» **Excerpted records**
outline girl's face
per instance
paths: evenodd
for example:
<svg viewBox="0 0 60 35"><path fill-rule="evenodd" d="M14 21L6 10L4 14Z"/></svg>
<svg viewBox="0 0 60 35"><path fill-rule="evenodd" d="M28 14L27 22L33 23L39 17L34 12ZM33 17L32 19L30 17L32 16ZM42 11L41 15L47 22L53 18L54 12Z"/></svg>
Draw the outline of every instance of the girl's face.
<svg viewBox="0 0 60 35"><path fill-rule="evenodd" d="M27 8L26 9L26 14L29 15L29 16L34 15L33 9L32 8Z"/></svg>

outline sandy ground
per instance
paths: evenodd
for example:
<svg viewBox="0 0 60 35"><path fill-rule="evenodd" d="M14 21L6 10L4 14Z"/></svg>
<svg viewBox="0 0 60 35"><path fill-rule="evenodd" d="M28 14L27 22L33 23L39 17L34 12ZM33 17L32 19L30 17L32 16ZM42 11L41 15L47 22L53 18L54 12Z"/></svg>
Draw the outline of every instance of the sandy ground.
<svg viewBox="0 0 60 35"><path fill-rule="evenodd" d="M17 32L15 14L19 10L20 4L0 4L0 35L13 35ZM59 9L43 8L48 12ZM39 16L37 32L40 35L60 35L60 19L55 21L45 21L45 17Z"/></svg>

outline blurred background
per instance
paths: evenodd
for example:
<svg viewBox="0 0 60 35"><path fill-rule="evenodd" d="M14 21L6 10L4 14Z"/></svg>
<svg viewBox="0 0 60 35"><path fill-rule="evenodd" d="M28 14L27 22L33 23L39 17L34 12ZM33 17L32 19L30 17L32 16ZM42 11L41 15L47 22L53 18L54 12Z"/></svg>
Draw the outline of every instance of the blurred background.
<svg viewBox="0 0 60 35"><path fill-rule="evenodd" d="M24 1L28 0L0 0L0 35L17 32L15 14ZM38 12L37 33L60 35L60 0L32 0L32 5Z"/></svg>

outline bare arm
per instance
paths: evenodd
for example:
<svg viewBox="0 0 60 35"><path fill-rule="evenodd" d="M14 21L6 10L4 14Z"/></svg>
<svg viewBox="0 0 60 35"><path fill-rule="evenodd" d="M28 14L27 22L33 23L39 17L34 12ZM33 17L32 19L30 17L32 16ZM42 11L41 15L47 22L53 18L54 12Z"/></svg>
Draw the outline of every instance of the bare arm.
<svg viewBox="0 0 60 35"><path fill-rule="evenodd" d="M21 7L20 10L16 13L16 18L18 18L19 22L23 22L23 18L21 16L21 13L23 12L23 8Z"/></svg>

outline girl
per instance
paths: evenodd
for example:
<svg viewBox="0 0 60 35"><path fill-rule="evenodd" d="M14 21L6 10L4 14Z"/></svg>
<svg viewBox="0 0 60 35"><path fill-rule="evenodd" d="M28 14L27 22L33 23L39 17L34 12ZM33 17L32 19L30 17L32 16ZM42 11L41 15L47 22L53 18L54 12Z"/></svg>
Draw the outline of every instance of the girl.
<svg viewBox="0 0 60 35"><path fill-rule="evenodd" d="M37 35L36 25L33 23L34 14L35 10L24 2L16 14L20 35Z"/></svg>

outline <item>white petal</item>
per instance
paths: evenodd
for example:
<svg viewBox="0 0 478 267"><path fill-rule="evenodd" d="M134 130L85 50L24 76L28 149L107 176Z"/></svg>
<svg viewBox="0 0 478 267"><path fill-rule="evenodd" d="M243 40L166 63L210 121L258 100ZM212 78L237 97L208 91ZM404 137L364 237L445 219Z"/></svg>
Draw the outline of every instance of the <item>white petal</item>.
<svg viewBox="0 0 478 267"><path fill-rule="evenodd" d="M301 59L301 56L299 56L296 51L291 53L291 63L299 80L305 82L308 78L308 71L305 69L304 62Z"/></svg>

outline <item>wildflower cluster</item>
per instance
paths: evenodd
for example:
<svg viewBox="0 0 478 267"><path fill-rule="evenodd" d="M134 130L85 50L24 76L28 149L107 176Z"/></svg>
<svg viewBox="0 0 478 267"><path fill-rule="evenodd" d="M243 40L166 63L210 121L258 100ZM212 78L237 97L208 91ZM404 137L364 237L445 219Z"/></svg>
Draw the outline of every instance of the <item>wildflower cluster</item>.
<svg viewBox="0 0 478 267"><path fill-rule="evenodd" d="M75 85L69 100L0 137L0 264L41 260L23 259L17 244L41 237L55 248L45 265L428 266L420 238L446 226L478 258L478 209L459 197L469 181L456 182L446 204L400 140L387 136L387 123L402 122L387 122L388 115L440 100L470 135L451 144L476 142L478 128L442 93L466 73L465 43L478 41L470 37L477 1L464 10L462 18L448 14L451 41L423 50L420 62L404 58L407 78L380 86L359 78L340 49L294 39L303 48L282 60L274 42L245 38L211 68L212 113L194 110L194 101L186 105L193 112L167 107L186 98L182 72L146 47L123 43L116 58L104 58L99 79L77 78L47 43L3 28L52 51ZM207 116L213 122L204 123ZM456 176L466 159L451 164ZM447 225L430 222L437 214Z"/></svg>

» **What needs to be done**
Reproduce the records verbatim, beginning with the first line and ending with the line that contains "32L15 14L19 10L20", including that line.

» **Problem solution**
outline girl's face
per instance
paths: evenodd
for example:
<svg viewBox="0 0 60 35"><path fill-rule="evenodd" d="M14 21L6 10L4 14Z"/></svg>
<svg viewBox="0 0 60 35"><path fill-rule="evenodd" d="M28 14L27 22L33 23L39 17L34 12ZM33 17L32 19L30 17L32 16ZM42 11L41 15L47 22L53 18L54 12Z"/></svg>
Draw the outline of every instance of the girl's face.
<svg viewBox="0 0 60 35"><path fill-rule="evenodd" d="M27 8L26 9L26 14L29 15L29 16L34 15L33 9L32 8Z"/></svg>

outline sandy ground
per instance
paths: evenodd
for example:
<svg viewBox="0 0 60 35"><path fill-rule="evenodd" d="M14 21L6 10L4 14Z"/></svg>
<svg viewBox="0 0 60 35"><path fill-rule="evenodd" d="M28 14L27 22L33 23L39 17L34 12ZM33 17L32 19L30 17L32 16ZM42 11L41 15L47 22L53 18L54 12Z"/></svg>
Draw the outline of every instance of the sandy ground.
<svg viewBox="0 0 60 35"><path fill-rule="evenodd" d="M17 32L15 14L19 10L20 4L0 4L0 35L13 35ZM59 9L43 8L48 12ZM39 16L37 32L40 35L60 35L60 19L55 21L45 21L45 17Z"/></svg>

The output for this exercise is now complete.